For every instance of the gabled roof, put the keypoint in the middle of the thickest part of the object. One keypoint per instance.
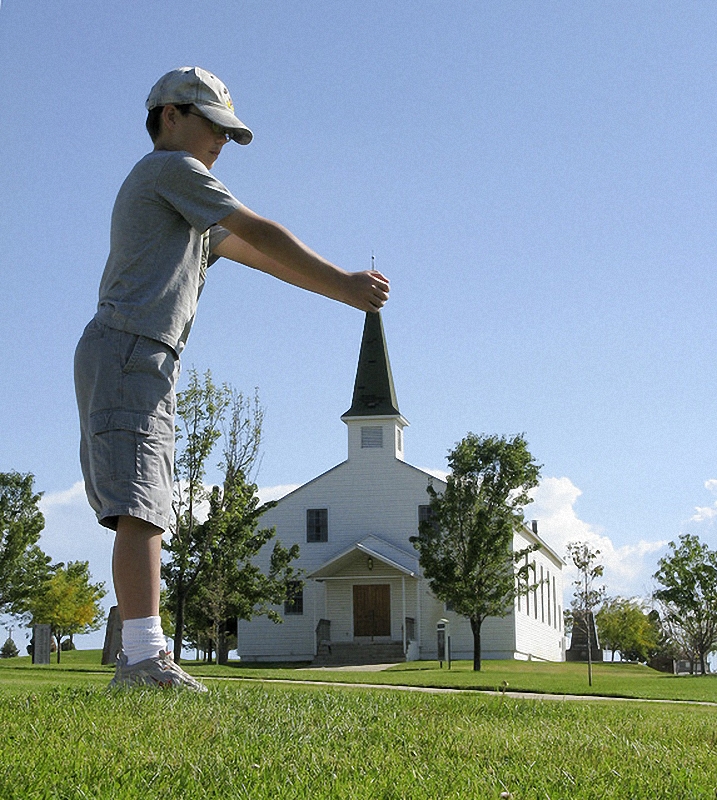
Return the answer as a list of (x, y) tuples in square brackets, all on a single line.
[(378, 549), (374, 393)]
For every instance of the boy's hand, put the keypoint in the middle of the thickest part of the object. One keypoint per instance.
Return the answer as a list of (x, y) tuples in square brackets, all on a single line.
[(367, 291)]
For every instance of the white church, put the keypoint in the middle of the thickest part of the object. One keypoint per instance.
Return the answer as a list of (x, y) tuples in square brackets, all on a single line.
[(364, 598)]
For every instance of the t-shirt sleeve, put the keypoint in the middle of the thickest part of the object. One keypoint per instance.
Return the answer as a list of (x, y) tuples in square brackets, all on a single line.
[(188, 186)]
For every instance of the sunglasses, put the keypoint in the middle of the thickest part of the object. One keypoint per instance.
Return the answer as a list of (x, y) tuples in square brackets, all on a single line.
[(217, 129)]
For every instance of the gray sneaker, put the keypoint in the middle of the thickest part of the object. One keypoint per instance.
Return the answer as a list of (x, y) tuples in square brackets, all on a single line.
[(160, 671)]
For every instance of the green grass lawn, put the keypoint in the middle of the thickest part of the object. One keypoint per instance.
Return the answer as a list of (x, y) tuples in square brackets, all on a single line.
[(609, 680), (62, 735)]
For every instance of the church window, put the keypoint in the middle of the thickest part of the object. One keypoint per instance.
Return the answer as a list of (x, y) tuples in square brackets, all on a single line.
[(317, 524), (294, 603), (371, 436)]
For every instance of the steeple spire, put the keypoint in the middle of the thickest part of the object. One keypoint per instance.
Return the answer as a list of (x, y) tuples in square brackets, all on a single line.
[(374, 394)]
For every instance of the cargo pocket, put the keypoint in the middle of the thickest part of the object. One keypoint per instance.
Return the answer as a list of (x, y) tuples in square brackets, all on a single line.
[(124, 446)]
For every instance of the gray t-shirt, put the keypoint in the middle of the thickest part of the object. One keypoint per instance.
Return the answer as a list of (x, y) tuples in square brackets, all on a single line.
[(162, 236)]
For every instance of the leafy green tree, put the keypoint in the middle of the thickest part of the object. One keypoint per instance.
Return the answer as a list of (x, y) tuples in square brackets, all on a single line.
[(22, 563), (199, 410), (587, 596), (688, 597), (233, 587), (68, 602), (466, 546), (210, 576), (624, 625)]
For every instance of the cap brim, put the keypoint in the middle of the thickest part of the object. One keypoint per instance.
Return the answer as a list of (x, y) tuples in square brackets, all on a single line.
[(224, 117)]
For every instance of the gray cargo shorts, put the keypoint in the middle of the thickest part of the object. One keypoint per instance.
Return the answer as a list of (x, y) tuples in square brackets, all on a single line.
[(125, 395)]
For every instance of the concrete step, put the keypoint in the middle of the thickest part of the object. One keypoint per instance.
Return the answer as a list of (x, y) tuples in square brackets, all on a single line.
[(352, 653)]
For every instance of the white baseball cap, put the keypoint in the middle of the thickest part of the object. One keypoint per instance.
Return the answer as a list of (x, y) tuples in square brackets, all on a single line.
[(205, 91)]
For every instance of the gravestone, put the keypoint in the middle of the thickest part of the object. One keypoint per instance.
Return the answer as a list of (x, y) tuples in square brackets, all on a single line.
[(41, 642), (113, 637)]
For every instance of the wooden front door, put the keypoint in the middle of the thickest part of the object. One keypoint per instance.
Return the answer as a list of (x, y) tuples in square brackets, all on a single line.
[(372, 610)]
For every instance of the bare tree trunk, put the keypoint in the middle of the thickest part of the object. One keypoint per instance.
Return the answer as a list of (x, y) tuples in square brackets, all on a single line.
[(179, 623), (475, 627)]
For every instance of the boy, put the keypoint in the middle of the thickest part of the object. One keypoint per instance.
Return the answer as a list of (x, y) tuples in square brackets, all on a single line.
[(170, 221)]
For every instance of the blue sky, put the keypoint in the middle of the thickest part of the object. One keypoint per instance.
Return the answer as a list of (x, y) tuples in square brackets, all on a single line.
[(536, 178)]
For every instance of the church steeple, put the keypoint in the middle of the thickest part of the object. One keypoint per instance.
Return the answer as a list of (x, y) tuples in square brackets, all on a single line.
[(374, 394), (374, 418)]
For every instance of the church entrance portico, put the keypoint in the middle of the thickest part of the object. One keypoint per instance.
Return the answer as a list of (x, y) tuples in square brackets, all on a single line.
[(372, 610)]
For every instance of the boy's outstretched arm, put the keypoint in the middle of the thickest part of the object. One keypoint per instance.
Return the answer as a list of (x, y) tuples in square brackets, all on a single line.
[(267, 246)]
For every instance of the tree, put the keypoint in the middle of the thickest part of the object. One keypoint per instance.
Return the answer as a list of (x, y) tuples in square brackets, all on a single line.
[(22, 563), (466, 545), (211, 578), (587, 595), (688, 597), (623, 625), (68, 602), (199, 408)]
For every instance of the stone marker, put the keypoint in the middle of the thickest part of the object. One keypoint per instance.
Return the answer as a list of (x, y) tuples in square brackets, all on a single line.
[(41, 641), (113, 637)]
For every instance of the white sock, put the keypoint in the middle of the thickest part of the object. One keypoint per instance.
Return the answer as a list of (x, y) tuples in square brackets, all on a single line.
[(142, 638)]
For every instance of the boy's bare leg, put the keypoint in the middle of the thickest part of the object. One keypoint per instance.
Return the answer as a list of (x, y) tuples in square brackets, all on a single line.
[(136, 567)]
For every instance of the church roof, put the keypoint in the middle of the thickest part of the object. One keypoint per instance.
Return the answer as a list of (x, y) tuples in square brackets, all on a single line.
[(373, 546), (374, 394)]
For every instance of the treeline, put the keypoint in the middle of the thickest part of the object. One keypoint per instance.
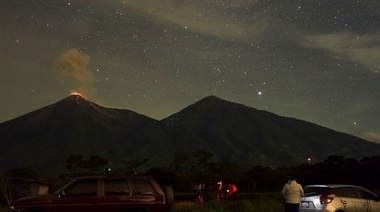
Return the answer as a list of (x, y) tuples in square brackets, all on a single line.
[(195, 168)]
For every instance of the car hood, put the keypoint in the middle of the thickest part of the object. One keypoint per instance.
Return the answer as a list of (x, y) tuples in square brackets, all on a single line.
[(31, 200)]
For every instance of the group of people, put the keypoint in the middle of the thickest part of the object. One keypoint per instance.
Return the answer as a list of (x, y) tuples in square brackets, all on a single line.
[(292, 193)]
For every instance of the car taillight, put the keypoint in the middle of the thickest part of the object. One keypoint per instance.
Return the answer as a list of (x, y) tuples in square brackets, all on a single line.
[(325, 199)]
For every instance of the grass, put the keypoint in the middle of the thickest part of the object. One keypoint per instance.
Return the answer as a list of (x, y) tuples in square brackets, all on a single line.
[(268, 202), (263, 202)]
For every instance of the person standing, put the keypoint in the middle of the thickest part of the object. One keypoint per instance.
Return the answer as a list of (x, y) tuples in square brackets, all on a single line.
[(292, 193)]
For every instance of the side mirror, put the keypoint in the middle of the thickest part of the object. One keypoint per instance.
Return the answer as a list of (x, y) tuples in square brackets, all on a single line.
[(62, 194)]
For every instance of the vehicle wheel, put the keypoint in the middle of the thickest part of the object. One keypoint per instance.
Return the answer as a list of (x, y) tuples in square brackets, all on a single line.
[(169, 197)]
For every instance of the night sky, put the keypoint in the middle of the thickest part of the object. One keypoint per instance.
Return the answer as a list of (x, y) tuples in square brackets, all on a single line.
[(314, 60)]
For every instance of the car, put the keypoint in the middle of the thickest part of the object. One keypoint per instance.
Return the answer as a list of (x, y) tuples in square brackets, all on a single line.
[(338, 198), (102, 193)]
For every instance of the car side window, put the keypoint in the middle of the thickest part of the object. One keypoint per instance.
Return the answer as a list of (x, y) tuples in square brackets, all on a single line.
[(86, 187), (346, 192), (116, 187), (142, 187), (364, 194)]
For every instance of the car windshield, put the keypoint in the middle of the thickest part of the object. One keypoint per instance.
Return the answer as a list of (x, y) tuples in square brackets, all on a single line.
[(313, 190)]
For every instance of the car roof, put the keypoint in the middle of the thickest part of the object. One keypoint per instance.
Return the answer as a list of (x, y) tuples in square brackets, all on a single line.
[(333, 186)]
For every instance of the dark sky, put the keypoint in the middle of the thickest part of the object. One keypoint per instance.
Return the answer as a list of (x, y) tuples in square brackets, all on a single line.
[(314, 60)]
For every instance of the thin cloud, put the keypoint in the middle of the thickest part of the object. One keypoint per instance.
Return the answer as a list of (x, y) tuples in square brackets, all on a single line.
[(360, 49)]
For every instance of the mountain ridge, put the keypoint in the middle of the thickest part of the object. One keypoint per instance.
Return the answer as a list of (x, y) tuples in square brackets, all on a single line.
[(230, 131)]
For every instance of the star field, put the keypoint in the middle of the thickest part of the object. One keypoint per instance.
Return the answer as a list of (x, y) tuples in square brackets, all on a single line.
[(315, 60)]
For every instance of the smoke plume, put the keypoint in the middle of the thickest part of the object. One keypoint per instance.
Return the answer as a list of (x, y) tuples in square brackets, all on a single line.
[(72, 66)]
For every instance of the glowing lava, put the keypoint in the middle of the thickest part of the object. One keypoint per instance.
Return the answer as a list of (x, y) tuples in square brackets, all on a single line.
[(74, 93)]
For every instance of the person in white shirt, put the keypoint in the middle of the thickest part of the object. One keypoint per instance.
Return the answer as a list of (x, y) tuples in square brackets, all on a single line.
[(292, 193)]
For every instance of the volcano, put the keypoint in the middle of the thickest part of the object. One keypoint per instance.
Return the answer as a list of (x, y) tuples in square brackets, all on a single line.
[(45, 138)]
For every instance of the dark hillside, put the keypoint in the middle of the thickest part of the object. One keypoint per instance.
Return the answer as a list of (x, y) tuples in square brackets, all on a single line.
[(250, 136)]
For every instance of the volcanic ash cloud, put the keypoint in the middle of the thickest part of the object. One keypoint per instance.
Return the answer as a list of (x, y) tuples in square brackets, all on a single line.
[(72, 66)]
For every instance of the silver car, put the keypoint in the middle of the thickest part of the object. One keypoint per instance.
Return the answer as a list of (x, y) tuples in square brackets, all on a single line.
[(338, 198)]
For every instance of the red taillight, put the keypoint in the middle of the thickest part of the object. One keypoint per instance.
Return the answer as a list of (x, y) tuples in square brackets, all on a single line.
--------------------
What you will do:
Rewrite the rows from the beginning of the rows up to and including the line that contains "[(367, 291)]", changing "thickest" to "widest" and leaving everything else as it is. Leave the pictures out.

Task solution:
For every instance of the gabled roof, put the keypoint in the middle of the widest part of the object. One keypoint per instance.
Return the answer as a list of (x, y) tuples in square brackets, all on a single line.
[(378, 549), (374, 393)]
For every instance of the boy's hand, put the keypoint in the middle of the widest part of the object. One keypoint per instance.
Return the answer as a list of (x, y) tuples in square brackets, all on a single line.
[(367, 291)]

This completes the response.